Entries from a pointing dataset:
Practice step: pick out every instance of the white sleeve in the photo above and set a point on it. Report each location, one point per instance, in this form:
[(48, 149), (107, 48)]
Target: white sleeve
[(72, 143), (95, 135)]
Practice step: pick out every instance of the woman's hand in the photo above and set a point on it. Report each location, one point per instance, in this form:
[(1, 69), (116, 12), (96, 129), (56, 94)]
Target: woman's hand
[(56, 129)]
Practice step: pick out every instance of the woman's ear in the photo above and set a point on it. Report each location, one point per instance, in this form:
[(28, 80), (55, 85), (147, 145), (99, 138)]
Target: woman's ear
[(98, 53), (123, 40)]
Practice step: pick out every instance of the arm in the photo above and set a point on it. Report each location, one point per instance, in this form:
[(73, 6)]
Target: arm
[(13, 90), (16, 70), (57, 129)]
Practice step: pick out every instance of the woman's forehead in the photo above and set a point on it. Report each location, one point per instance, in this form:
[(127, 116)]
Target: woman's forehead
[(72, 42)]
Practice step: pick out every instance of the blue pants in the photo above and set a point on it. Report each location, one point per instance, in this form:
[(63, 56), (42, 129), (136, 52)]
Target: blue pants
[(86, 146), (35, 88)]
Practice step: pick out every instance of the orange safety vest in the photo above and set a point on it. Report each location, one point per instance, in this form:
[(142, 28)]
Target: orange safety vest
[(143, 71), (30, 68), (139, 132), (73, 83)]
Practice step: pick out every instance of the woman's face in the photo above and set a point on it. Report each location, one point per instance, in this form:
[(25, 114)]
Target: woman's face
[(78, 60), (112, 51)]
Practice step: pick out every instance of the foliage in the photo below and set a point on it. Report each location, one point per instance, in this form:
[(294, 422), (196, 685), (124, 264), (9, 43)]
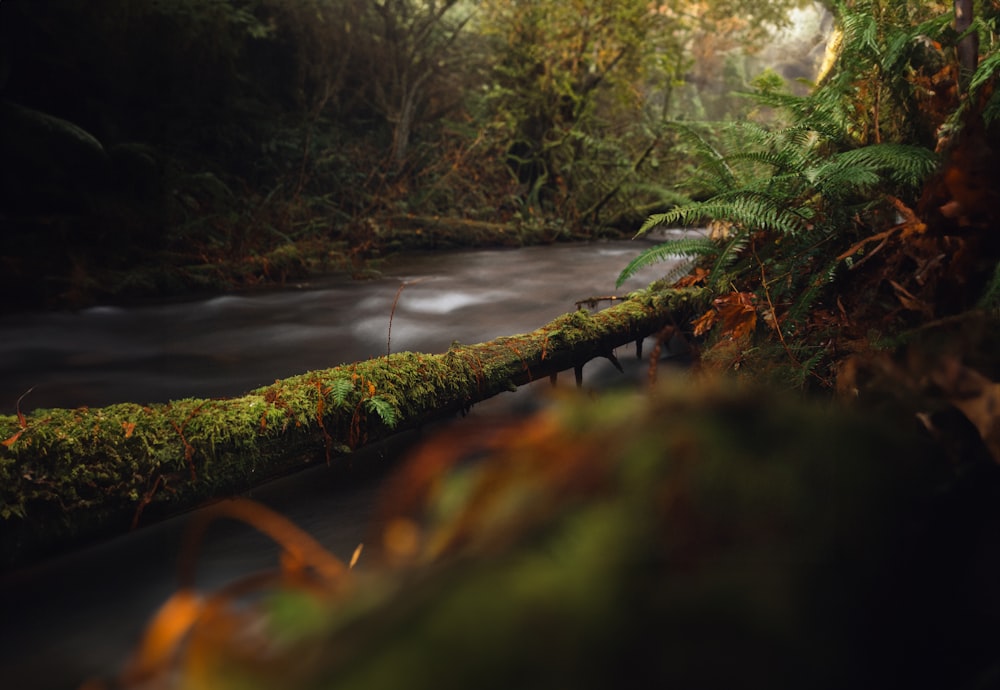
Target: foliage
[(797, 203), (656, 533)]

### Task prompt
Return every line of the listing above verbatim, leaving out the pictures.

### Exercise response
Practice step: pick out every instance of the white sleeve in the photo above and set a point on it. Report each location, one point per instance, in this form:
[(48, 149), (107, 48)]
Target: white sleeve
[(72, 143), (95, 135)]
Practice step: pick out every instance of the woman's hand in the photo above and set a point on it. Report each location, one point per instance, in this form:
[(1, 69), (116, 12), (96, 129), (56, 94)]
Target: woman's hand
[(56, 129)]
Practice step: pick out every instance of the woman's ear in the photo above and set a point on it. Report each location, one point per instance, in this form:
[(28, 80), (55, 85), (147, 145), (99, 138)]
Target: woman's ear
[(98, 53), (123, 40)]
Practice step: pick out every instance of the arm in the photo above and set a point on it. Report each location, one point per instance, in this form:
[(73, 6)]
Target: arm
[(13, 90), (16, 70), (57, 129)]
Practice step: pick out every instance of the woman's forehead in the photo above and set a point on it. Report each location, one point per instance, in this form:
[(127, 116)]
Target: woman's forehead
[(72, 42)]
Practice step: pick out every instance of the blue pants in the photo above and set a point on it. Report each location, one point per instance, in this form:
[(63, 56), (42, 129), (136, 52)]
Target: blue pants
[(86, 146), (35, 88)]
Practice step: pick out every instance of the orange safety vest in the photo above and set a point on it. Report each location, one point per instance, in this form:
[(142, 28)]
Target: orange safety vest
[(143, 71), (30, 68), (139, 132), (73, 83)]
Practice step: pick out every instance of the woman's face in the photo above and set a point on it. Report each location, one point per instance, in this form:
[(25, 114)]
Target: woman's face
[(78, 60), (112, 51)]
Practice step: pick out every instance of the foliage in the photo below and set a point on it. Report each location, one point per instance, in this form:
[(294, 422), (196, 685), (124, 264), (9, 43)]
Target: foliage
[(797, 203), (656, 533)]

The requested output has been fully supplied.